Problem details — Reproduce the lines below, changing "even-odd rule" to "nonzero winding rule" and leaving all other text unchanged.

Stored records —
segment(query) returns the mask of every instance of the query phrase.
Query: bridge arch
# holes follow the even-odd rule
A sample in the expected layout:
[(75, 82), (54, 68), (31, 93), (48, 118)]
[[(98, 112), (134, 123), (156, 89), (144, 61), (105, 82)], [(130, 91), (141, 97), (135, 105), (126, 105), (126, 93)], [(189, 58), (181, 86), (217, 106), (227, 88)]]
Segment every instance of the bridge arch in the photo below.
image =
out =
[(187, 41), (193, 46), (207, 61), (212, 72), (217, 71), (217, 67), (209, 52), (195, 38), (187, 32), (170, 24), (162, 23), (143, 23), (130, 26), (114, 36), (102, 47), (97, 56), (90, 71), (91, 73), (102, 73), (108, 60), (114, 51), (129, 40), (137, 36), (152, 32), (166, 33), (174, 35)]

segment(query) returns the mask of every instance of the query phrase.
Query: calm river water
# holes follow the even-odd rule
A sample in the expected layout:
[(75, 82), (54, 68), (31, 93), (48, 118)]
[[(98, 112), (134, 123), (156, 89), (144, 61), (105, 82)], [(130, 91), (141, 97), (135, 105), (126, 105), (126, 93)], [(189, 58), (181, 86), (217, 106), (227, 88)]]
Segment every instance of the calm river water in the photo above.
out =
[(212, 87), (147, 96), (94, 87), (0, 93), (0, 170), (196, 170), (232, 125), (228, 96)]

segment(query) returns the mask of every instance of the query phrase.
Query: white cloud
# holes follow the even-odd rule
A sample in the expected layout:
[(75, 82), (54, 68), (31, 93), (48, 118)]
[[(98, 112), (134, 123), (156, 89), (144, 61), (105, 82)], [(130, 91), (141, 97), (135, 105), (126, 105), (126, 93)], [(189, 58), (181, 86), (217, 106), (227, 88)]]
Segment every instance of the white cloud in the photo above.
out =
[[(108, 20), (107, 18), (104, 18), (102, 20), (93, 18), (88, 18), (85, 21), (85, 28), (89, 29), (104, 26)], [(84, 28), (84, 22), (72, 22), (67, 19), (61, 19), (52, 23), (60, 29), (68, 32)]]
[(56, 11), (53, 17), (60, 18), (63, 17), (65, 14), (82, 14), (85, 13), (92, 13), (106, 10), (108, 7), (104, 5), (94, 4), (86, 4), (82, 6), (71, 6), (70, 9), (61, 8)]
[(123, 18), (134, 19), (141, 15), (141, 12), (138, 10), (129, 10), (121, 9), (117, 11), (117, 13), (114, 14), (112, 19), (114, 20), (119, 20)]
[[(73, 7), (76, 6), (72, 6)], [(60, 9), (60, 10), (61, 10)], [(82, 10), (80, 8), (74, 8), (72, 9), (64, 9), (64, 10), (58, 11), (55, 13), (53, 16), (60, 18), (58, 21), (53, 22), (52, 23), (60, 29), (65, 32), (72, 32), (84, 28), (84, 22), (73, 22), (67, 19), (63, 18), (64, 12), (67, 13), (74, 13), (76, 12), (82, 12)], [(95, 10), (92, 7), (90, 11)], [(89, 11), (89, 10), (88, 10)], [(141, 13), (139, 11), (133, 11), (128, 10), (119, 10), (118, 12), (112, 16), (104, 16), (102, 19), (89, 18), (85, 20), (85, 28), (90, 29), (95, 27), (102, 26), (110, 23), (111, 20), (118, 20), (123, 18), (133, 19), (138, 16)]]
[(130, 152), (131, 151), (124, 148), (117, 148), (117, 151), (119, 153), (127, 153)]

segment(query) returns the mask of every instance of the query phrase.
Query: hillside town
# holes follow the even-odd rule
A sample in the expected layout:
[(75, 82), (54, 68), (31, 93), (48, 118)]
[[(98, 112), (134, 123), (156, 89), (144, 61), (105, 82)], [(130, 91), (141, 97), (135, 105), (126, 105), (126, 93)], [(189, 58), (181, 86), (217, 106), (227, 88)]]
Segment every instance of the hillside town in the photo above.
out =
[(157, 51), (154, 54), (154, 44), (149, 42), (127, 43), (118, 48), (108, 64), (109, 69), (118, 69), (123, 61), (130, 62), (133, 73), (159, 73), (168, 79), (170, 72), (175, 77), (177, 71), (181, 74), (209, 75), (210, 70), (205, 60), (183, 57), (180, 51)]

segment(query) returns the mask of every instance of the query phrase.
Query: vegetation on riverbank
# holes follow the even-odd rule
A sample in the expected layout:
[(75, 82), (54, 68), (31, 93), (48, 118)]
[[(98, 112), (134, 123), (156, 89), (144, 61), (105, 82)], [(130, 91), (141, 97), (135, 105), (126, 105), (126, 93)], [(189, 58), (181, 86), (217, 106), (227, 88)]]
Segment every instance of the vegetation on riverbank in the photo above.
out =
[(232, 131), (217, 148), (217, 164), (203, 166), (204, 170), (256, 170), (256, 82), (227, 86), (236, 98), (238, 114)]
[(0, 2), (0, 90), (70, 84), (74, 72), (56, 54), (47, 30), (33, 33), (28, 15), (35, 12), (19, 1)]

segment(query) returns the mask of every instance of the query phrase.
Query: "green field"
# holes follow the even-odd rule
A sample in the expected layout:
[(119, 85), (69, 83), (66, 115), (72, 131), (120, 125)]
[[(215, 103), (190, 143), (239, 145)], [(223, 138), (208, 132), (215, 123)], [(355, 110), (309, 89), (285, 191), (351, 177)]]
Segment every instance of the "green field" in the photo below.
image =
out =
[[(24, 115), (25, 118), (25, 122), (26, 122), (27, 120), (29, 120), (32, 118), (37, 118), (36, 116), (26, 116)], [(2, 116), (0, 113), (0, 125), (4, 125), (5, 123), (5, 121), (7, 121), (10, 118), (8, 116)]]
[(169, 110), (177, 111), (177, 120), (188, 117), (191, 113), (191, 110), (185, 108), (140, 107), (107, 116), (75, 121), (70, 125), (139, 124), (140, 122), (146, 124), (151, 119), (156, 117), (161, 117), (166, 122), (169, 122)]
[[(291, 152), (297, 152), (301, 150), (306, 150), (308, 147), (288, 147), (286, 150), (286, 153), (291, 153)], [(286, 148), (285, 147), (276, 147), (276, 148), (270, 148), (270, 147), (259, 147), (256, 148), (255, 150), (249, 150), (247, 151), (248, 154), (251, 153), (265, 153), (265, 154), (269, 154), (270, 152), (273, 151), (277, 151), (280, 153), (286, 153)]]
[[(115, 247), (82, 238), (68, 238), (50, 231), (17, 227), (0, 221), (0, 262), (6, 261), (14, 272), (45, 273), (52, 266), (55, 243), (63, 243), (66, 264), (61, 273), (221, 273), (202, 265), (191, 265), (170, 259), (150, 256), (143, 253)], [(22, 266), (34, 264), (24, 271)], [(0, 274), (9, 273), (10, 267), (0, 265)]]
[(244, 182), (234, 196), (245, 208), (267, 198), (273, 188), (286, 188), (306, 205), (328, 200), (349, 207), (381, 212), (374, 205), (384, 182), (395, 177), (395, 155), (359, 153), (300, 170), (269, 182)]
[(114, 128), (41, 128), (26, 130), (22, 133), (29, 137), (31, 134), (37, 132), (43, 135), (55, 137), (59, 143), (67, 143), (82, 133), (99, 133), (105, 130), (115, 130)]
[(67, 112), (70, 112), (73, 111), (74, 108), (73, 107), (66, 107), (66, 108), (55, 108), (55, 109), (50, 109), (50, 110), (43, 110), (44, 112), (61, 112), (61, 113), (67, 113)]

Worked solution —
segment(query) returns the mask of every instance of the query phrase.
Query: bridge arch
# holes follow the nonzero winding rule
A sample in the expected layout:
[(75, 82), (54, 68), (31, 93), (48, 118)]
[[(98, 112), (134, 123), (156, 89), (144, 61), (105, 82)], [(130, 91), (141, 97), (135, 105), (126, 105), (126, 93)], [(189, 58), (181, 86), (217, 106), (227, 88)]]
Segment every instance of the bridge arch in the photo below.
image =
out =
[(187, 41), (193, 46), (207, 61), (212, 72), (217, 71), (217, 67), (209, 52), (195, 38), (187, 32), (170, 24), (162, 23), (143, 23), (130, 26), (114, 36), (102, 47), (97, 56), (90, 71), (91, 73), (102, 73), (108, 60), (114, 51), (129, 40), (137, 36), (152, 32), (166, 33), (174, 35)]

segment(query) returns the mask of every instance of the query phrase.
Query: calm river water
# holes follow the nonzero winding rule
A sample in the expected layout:
[(75, 82), (54, 68), (31, 93), (48, 118)]
[[(98, 112), (134, 123), (156, 89), (144, 61), (105, 82)], [(130, 91), (141, 97), (135, 105), (126, 105), (126, 93)], [(189, 58), (181, 86), (217, 106), (227, 88)]]
Segment every instance of the calm river water in the photo above.
out =
[(212, 87), (147, 96), (94, 87), (0, 93), (0, 170), (196, 170), (232, 125), (228, 96)]

segment(query) returns the mask of every instance of the query phrase.
Query: white cloud
# holes follow the nonzero winding rule
A sample in the expected layout:
[(75, 82), (54, 68), (31, 93), (48, 118)]
[[(98, 112), (134, 123), (156, 89), (144, 61), (105, 82)], [(130, 91), (141, 97), (135, 105), (126, 105), (126, 93)], [(189, 58), (181, 86), (217, 106), (227, 88)]]
Segment every instance of the white cloud in the photo above.
out =
[[(108, 20), (107, 18), (104, 18), (102, 20), (93, 18), (88, 18), (85, 21), (85, 28), (89, 29), (104, 26)], [(84, 28), (84, 22), (72, 22), (67, 19), (61, 19), (52, 23), (60, 29), (68, 32)]]
[(56, 11), (53, 17), (60, 18), (63, 17), (65, 14), (82, 14), (85, 13), (92, 13), (106, 10), (108, 7), (104, 5), (94, 4), (86, 4), (82, 6), (71, 6), (70, 9), (61, 8)]
[(123, 18), (134, 19), (141, 15), (141, 12), (138, 10), (129, 10), (121, 9), (117, 11), (117, 13), (114, 14), (112, 19), (114, 20), (119, 20)]
[[(73, 7), (76, 6), (72, 6)], [(60, 9), (60, 10), (61, 10)], [(82, 10), (80, 8), (74, 8), (72, 9), (64, 9), (64, 10), (58, 11), (55, 13), (53, 16), (60, 18), (58, 21), (53, 22), (52, 23), (60, 29), (65, 32), (72, 32), (84, 28), (84, 22), (73, 22), (67, 19), (63, 18), (64, 12), (67, 13), (74, 13), (76, 12), (82, 12)], [(95, 10), (92, 7), (90, 11)], [(89, 11), (89, 10), (88, 10)], [(141, 13), (139, 11), (133, 11), (128, 10), (119, 10), (118, 12), (112, 16), (104, 16), (102, 19), (89, 18), (85, 20), (85, 28), (90, 29), (95, 27), (102, 26), (110, 23), (111, 20), (118, 20), (123, 18), (133, 19), (138, 16)]]
[(130, 152), (131, 151), (124, 148), (117, 148), (117, 151), (119, 153), (127, 153)]

segment(query) returns the mask of every instance of the query phrase.
Query: hillside town
# holes follow the nonzero winding rule
A sample in the expected layout:
[(75, 82), (54, 68), (31, 93), (48, 118)]
[[(98, 112), (134, 123), (156, 89), (144, 61), (105, 82)], [(130, 91), (141, 97), (135, 105), (126, 105), (126, 93)], [(189, 58), (181, 86), (217, 106), (227, 88)]]
Segment every instance of the hillside town in the photo above.
out =
[(157, 51), (154, 54), (154, 44), (149, 42), (127, 43), (118, 48), (108, 64), (109, 69), (118, 69), (123, 61), (130, 62), (133, 73), (159, 73), (168, 79), (170, 72), (175, 77), (177, 71), (181, 74), (209, 75), (210, 70), (205, 60), (183, 57), (180, 51)]

segment(query) returns the mask of every instance of the query phrase.
Query: vegetation on riverbank
# holes follow the nonzero winding rule
A sample in the expected layout:
[(75, 82), (54, 68), (31, 93), (48, 118)]
[[(98, 112), (134, 123), (156, 89), (144, 61), (105, 82)], [(130, 91), (141, 97), (135, 105), (126, 105), (126, 93)], [(189, 58), (181, 86), (217, 106), (227, 88)]]
Segment every instance of the vegetation on riverbank in the photo above.
out =
[(232, 131), (217, 148), (217, 164), (203, 166), (204, 170), (256, 170), (256, 82), (227, 86), (236, 98), (238, 114)]
[(0, 2), (0, 90), (70, 84), (74, 72), (56, 54), (47, 30), (33, 33), (28, 15), (35, 12), (19, 1)]

segment(query) returns the mask of every instance of the query phrase.
Query: "green field"
# holes follow the nonzero winding rule
A sample in the expected layout:
[(119, 85), (69, 83), (66, 115), (72, 131), (120, 125)]
[[(215, 103), (190, 143), (239, 145)], [(223, 138), (208, 132), (215, 123)], [(355, 110), (309, 89), (285, 191), (351, 177)]]
Segment every instance of the "green field" in the photo below.
image =
out =
[[(24, 115), (25, 118), (25, 122), (26, 122), (27, 120), (29, 120), (32, 118), (37, 118), (36, 116), (26, 116)], [(2, 116), (0, 113), (0, 125), (4, 125), (5, 123), (5, 121), (7, 121), (10, 118), (8, 116)]]
[(169, 110), (177, 111), (177, 120), (188, 117), (191, 113), (191, 110), (185, 108), (140, 107), (107, 116), (75, 121), (70, 125), (139, 124), (140, 122), (146, 124), (151, 119), (156, 117), (161, 117), (166, 122), (169, 122)]
[[(291, 152), (297, 152), (301, 150), (306, 150), (308, 147), (288, 147), (286, 150), (286, 153), (291, 153)], [(286, 148), (285, 147), (276, 147), (276, 148), (270, 148), (270, 147), (259, 147), (256, 148), (255, 150), (249, 150), (247, 151), (248, 154), (251, 153), (265, 153), (265, 154), (269, 154), (270, 152), (273, 151), (277, 151), (280, 153), (286, 153)]]
[[(115, 247), (82, 238), (68, 238), (50, 231), (17, 227), (0, 221), (0, 262), (6, 261), (14, 272), (45, 273), (52, 266), (55, 243), (63, 243), (66, 264), (61, 273), (221, 273), (202, 265), (191, 265), (170, 259), (150, 256), (143, 253)], [(22, 266), (34, 264), (24, 271)], [(0, 274), (9, 273), (10, 267), (0, 265)]]
[(244, 182), (234, 196), (245, 208), (267, 198), (273, 188), (286, 188), (306, 205), (328, 200), (349, 207), (381, 212), (374, 205), (384, 182), (395, 177), (395, 155), (359, 153), (300, 170), (269, 182)]
[(114, 128), (41, 128), (26, 130), (22, 133), (29, 137), (31, 134), (37, 132), (43, 135), (55, 137), (59, 143), (67, 143), (82, 133), (99, 133), (105, 130), (115, 130)]
[(67, 112), (70, 112), (73, 111), (74, 108), (73, 107), (66, 107), (66, 108), (55, 108), (55, 109), (50, 109), (50, 110), (43, 110), (44, 112), (61, 112), (61, 113), (67, 113)]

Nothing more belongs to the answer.